### WHAT THE TASK ASKS
Arrange the rows from the line containing "compact like (481,237)." through the end of the rows as a two-column CSV headed instruction and coordinates. Give one CSV line per row, with its instruction and its coordinates each in a single quoted field and line breaks replaced by spaces.

(begin)

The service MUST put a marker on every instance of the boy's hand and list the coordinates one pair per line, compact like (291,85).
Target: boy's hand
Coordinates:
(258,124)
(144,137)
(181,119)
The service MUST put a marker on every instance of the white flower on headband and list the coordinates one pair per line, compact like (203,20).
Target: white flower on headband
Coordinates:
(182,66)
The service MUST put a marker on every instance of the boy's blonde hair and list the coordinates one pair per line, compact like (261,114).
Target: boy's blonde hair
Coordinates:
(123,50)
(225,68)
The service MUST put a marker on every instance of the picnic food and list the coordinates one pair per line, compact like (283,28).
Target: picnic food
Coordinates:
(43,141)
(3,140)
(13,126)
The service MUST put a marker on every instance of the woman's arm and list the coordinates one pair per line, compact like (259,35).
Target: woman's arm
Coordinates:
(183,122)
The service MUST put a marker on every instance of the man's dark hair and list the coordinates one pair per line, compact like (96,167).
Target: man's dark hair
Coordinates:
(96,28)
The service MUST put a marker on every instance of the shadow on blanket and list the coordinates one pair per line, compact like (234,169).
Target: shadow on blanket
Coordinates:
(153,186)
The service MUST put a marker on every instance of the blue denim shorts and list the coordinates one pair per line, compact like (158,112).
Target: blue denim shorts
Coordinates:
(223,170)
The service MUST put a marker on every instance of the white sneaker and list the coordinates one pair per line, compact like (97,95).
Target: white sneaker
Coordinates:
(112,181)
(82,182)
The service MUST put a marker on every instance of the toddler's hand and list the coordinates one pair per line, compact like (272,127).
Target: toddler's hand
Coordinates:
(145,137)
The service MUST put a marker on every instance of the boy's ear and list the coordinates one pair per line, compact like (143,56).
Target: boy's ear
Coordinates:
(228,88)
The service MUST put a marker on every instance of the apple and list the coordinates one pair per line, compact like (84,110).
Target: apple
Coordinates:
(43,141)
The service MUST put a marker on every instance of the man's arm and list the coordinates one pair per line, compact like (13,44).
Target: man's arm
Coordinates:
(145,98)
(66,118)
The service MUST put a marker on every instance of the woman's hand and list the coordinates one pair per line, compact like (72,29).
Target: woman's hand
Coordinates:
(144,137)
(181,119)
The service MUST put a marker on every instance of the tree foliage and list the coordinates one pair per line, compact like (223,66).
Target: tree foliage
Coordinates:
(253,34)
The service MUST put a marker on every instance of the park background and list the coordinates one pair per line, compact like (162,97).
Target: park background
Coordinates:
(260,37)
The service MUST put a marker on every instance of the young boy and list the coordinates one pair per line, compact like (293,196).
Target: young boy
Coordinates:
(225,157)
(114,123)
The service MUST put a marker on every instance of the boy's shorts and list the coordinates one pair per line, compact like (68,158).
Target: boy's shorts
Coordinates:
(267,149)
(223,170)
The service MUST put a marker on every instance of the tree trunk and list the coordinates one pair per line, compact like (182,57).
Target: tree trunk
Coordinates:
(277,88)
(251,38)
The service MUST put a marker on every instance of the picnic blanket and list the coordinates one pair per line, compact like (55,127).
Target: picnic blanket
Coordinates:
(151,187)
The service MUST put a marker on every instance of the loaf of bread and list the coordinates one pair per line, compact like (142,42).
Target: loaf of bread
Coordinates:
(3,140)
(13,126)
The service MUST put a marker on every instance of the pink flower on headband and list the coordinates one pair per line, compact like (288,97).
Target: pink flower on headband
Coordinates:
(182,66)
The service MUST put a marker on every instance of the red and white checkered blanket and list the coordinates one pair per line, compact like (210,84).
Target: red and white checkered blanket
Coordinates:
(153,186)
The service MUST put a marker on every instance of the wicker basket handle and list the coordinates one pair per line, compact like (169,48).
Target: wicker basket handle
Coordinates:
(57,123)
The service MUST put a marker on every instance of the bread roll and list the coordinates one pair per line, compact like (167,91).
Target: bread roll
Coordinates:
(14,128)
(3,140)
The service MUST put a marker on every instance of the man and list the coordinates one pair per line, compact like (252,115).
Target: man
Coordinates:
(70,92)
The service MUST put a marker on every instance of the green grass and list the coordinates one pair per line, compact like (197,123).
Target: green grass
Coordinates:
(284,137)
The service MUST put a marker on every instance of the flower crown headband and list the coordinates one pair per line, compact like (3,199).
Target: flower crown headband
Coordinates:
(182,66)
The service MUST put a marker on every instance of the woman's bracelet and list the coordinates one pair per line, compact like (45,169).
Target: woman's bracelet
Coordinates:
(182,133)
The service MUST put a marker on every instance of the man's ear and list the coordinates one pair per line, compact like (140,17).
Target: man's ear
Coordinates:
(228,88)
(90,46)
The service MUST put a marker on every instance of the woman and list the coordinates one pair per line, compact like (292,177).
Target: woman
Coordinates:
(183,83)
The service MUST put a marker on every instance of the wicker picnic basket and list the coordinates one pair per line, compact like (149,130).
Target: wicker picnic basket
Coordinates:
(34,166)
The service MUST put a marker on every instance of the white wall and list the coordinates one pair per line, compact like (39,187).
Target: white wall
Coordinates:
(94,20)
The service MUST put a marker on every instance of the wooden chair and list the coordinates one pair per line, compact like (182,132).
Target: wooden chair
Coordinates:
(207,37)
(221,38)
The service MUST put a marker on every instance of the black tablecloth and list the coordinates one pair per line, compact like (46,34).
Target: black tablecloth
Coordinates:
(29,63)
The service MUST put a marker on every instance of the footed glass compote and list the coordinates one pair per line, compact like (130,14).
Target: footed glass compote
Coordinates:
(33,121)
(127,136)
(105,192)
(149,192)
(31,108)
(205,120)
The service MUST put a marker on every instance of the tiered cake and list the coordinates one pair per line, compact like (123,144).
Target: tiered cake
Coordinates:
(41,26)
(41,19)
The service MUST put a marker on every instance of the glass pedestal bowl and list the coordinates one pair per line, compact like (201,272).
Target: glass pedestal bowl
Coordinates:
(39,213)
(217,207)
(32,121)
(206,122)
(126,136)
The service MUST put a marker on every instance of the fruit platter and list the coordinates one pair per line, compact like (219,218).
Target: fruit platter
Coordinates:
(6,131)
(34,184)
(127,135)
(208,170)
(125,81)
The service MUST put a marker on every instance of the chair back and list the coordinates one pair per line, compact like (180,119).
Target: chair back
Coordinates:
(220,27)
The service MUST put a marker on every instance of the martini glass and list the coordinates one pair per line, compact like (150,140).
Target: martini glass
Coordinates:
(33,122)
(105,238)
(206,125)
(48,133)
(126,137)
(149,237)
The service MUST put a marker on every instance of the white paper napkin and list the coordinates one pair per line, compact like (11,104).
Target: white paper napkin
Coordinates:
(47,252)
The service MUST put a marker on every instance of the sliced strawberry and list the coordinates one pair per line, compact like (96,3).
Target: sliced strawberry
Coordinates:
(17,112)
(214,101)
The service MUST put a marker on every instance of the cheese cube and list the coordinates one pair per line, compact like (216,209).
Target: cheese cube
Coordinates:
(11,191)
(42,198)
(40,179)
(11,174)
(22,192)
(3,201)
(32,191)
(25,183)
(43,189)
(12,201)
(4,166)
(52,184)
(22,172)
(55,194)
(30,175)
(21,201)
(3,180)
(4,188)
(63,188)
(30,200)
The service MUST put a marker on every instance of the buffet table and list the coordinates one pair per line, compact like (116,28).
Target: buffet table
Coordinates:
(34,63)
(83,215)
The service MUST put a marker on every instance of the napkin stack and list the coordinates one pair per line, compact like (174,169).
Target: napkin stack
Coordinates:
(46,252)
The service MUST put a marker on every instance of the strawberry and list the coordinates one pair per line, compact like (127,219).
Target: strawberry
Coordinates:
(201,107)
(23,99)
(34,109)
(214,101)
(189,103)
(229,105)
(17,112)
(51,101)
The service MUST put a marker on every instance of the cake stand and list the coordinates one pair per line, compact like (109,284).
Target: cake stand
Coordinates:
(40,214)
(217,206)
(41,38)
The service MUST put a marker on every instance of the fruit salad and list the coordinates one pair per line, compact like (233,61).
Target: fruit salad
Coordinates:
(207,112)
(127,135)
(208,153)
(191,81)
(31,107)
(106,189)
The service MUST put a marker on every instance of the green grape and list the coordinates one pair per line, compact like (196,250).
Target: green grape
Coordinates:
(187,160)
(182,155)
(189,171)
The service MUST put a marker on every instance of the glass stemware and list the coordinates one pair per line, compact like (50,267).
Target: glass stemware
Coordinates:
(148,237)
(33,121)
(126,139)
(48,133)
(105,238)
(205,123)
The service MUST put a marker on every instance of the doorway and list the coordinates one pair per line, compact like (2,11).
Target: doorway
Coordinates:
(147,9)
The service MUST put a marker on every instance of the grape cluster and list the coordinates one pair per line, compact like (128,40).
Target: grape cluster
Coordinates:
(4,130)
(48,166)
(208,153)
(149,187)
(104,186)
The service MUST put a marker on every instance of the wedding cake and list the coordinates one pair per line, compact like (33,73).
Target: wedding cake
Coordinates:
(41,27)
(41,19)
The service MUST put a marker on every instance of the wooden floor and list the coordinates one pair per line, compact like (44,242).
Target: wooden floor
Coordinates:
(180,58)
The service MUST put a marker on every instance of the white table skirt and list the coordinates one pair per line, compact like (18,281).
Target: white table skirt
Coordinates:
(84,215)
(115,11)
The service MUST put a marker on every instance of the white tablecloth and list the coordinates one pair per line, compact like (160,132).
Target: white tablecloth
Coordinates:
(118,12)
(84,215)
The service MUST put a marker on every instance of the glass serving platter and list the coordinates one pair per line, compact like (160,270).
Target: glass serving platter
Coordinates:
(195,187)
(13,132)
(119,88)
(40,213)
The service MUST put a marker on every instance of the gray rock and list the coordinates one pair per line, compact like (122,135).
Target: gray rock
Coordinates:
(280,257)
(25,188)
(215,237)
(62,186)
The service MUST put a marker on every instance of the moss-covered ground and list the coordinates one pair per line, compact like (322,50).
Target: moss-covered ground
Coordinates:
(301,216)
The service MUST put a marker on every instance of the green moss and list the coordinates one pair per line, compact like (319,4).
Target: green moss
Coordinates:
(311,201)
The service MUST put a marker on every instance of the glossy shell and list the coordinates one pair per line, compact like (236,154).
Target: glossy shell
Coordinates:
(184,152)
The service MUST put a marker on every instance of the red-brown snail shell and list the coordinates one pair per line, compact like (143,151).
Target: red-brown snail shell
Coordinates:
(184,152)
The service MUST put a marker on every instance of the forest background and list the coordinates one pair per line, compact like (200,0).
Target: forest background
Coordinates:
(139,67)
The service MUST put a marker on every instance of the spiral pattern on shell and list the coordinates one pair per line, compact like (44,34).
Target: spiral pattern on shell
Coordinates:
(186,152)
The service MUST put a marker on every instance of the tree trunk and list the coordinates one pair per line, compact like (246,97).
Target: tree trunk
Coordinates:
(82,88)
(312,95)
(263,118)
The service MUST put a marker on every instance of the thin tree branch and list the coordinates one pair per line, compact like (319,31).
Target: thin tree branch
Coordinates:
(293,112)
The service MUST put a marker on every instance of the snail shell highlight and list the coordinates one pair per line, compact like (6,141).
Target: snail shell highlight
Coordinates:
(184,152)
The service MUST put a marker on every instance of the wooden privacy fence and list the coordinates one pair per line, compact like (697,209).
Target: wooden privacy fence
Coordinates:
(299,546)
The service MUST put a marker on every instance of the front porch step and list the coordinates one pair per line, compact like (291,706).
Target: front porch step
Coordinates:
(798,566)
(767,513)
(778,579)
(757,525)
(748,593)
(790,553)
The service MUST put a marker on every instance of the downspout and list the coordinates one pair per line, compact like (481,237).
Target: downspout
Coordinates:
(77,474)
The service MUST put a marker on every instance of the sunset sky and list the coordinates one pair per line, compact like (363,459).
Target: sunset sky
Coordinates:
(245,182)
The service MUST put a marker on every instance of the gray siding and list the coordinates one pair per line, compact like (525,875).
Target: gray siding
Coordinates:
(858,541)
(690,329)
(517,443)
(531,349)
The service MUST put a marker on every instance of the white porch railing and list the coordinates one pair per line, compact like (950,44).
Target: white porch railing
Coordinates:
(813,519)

(end)

### EXERCISE SOLUTION
instruction,coordinates
"The service MUST put a marker on every instance of the downspout and list the coordinates one pair per line, compact like (481,237). Target: downspout Coordinates:","(77,474)"
"The service MUST put a marker on every instance of the sunset sky and list the coordinates one pair per line, compact like (363,459). Target: sunset sky Coordinates:","(245,182)"
"The service MUST put a marker on every instance of the gray siding and list the coordinates one pair per line, compact like (525,875). Target: gray siding Coordinates:","(858,541) (690,329) (517,443) (531,349)"
"The service MUST put a marker on every instance of the white porch railing and list the coordinates one pair per line, compact like (950,44). Target: white porch railing Coordinates:","(813,519)"